Update every item below by replacing "Target:" with "Label:" wherever it appears, and write all the lines out again with nothing else changed.
-- START Data rows --
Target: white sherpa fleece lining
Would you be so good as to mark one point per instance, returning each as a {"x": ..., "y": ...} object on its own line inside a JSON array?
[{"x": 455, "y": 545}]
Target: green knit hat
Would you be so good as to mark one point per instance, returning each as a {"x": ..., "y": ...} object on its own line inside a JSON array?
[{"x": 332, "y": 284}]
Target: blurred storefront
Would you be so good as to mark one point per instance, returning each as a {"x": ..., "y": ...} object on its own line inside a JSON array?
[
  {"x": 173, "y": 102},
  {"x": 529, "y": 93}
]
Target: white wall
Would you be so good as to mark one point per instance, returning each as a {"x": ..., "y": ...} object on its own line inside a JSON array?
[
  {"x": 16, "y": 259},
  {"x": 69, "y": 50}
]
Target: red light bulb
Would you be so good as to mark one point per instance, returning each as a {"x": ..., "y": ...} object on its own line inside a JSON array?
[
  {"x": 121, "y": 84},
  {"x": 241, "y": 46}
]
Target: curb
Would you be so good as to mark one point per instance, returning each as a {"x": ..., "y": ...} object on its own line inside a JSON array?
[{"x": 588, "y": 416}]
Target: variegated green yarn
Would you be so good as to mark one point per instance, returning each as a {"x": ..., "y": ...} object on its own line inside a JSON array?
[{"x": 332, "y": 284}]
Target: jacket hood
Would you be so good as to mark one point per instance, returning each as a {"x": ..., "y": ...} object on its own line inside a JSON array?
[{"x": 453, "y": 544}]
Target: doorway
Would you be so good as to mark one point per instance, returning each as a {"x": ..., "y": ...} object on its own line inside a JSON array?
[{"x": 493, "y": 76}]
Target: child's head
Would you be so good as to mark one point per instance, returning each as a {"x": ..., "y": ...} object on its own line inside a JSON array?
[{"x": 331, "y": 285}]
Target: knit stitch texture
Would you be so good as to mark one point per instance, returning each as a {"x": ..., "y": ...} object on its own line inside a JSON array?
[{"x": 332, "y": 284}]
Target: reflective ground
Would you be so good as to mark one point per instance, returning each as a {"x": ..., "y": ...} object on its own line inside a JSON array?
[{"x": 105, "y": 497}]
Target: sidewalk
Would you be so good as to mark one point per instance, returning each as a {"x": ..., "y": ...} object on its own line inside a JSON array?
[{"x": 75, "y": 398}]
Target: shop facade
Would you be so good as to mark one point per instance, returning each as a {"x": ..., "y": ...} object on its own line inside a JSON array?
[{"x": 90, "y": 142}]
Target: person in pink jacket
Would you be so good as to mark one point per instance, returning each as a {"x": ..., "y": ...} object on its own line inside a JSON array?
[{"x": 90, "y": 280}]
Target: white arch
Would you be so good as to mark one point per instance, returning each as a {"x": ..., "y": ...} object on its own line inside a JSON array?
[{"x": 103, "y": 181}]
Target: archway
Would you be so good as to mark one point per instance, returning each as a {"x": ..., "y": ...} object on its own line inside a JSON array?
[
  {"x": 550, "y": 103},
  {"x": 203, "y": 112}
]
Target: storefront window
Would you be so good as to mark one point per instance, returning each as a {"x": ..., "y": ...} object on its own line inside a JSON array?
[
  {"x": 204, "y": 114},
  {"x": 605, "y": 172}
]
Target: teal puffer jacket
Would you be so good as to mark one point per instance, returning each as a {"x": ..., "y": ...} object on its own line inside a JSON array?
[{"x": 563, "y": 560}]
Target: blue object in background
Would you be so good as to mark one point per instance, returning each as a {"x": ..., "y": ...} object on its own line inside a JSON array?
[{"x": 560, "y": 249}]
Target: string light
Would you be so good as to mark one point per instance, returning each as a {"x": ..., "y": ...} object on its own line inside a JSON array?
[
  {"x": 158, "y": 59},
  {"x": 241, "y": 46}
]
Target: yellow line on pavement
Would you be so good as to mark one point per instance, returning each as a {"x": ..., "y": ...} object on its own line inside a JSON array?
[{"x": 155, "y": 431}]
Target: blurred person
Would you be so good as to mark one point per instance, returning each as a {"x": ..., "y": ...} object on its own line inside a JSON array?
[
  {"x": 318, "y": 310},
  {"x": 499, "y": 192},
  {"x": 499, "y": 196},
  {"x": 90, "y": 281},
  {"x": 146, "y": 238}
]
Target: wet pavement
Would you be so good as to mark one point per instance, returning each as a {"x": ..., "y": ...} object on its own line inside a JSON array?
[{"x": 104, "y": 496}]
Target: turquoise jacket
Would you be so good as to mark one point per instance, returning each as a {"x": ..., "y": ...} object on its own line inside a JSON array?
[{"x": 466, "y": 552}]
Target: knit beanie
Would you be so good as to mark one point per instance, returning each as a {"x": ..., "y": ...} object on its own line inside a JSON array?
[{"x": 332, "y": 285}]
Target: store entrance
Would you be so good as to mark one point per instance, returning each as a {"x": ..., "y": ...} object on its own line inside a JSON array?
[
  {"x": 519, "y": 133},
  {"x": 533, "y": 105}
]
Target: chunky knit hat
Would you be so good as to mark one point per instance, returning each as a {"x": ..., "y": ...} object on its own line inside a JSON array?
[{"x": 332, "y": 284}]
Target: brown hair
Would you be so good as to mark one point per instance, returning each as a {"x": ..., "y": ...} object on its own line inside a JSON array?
-- END Data rows --
Correct output.
Label: white sherpa fleece lining
Would you be so good as to mark one point per instance, returning each as a {"x": ..., "y": ...} object on its own line inside a JSON array?
[{"x": 455, "y": 545}]
Label: green knit hat
Would you be so good as to mark one point per instance, returning each as a {"x": ..., "y": ...} object on its own line inside a JSON array?
[{"x": 332, "y": 284}]
Label: blurred storefront
Would you be so good as to mark one point per instance, returning each as a {"x": ..., "y": ...} object on its own line inside a JSON array?
[
  {"x": 173, "y": 102},
  {"x": 529, "y": 93}
]
Label: white wall
Would you be so good as to mark one point per instance, returning each as a {"x": ..., "y": ...} object on its own line inside a JSON array?
[
  {"x": 16, "y": 259},
  {"x": 69, "y": 50}
]
Label: red light bulb
Would you be so good as to mark one point per instance, returning each as a {"x": ..., "y": ...} object on its own line inside a JSON array?
[
  {"x": 121, "y": 84},
  {"x": 241, "y": 46}
]
Label: curb
Would you be so good as to mark one point per instance, returning each as a {"x": ..., "y": ...} object on its own line inside a JSON array?
[{"x": 588, "y": 416}]
Label: variegated green yarn
Would you be so good as to mark one point per instance, returning each as a {"x": ..., "y": ...} object on its own line inside a JSON array?
[{"x": 332, "y": 284}]
Label: jacket hood
Would you be so good as to mark one point per instance, returning each as a {"x": ..., "y": ...} object on its own line inside a JSON array?
[{"x": 453, "y": 544}]
Label: doorway
Would you be so good as to mark one point per instance, returning each as a {"x": ..., "y": ...} object on its own line inside a JSON array?
[{"x": 493, "y": 76}]
Label: child's head
Would you be so good as to mark one point per instance, returning each as a {"x": ..., "y": ...} object on its own line inside a JSON array?
[{"x": 331, "y": 285}]
Label: knit stitch texture
Would you be so good as to mark one point per instance, returning each as a {"x": ..., "y": ...} object on its own line inside a JSON array?
[{"x": 332, "y": 284}]
Label: reflective ground
Would you be so good as to mark one point per instance, returning each as a {"x": ..., "y": ...} object on its own line inside a JSON array?
[{"x": 105, "y": 497}]
Label: sidewalk
Would you be so good as to mark one point per instance, returning each as a {"x": ..., "y": ...} object on its own line inside a JSON array?
[{"x": 75, "y": 398}]
Label: shop facade
Would you be so good as to mark one point per instance, returning each as a {"x": ..., "y": ...} object on its own line inside a JSON array?
[{"x": 90, "y": 142}]
Label: person in pink jacket
Would you be so good as to mark one point per instance, returning each as a {"x": ..., "y": ...} object on its own line inside a JSON array?
[{"x": 90, "y": 280}]
Label: white arch
Would you be so good as to mark one point per instance, returning each as a {"x": ..., "y": ...} object on its own line inside a JSON array?
[{"x": 103, "y": 181}]
Label: archway
Would you be so good as to mark one point per instance, returning each as a {"x": ..., "y": ...} object on its own line inside a JSON array?
[
  {"x": 550, "y": 103},
  {"x": 203, "y": 112}
]
Label: storefront window
Would you be so good as to mark one point per instance, returning each as a {"x": ..., "y": ...} object on its own line inside a JSON array?
[
  {"x": 204, "y": 114},
  {"x": 605, "y": 172}
]
Label: teal puffer jacket
Would you be so good as to mark one point per instance, returning each as a {"x": ..., "y": ...} object on its own line inside a JSON array?
[{"x": 563, "y": 560}]
Label: blue object in background
Would you be so good as to mark one point per instance, returning each as a {"x": ..., "y": ...} object on its own line inside a JSON array?
[{"x": 560, "y": 249}]
Label: string light
Would you be so good as to mark one point per instance, returning each as a {"x": ..., "y": ...} object on its own line inside a JSON array?
[
  {"x": 158, "y": 59},
  {"x": 241, "y": 46}
]
Label: yellow line on pavement
Would you be so good as to mark one point per instance, returning each as a {"x": ..., "y": ...} object on its own line inside a JSON array?
[{"x": 155, "y": 431}]
Label: blurred person
Would you be so good as to mark one point per instance, returning each as a {"x": ..., "y": ...} object on its own line inside a JSON array?
[
  {"x": 318, "y": 310},
  {"x": 499, "y": 192},
  {"x": 499, "y": 196},
  {"x": 90, "y": 281},
  {"x": 146, "y": 238}
]
Label: wet pavement
Would you be so good as to mark one point per instance, returning each as a {"x": ..., "y": ...} object on its own line inside a JSON array?
[{"x": 104, "y": 496}]
Label: turquoise jacket
Would you be so good as to mark one point per instance, returning each as a {"x": ..., "y": ...} object on its own line inside a JSON array?
[{"x": 466, "y": 552}]
Label: knit beanie
Would you be so good as to mark one point per instance, returning each as a {"x": ..., "y": ...} object on its own line inside a JSON array?
[{"x": 332, "y": 285}]
Label: store entrance
Would you be so good as to mark one point per instance, returning each as a {"x": ..., "y": ...} object on its own line inside a JSON array?
[
  {"x": 519, "y": 133},
  {"x": 533, "y": 105}
]
Label: chunky knit hat
Would you be so good as to mark one point per instance, returning each as a {"x": ..., "y": ...} object on its own line inside a JSON array?
[{"x": 332, "y": 284}]
Label: brown hair
Would you be so good as to mark one point per instance, returning each as a {"x": ..., "y": ...} object on its own line inside a JSON array?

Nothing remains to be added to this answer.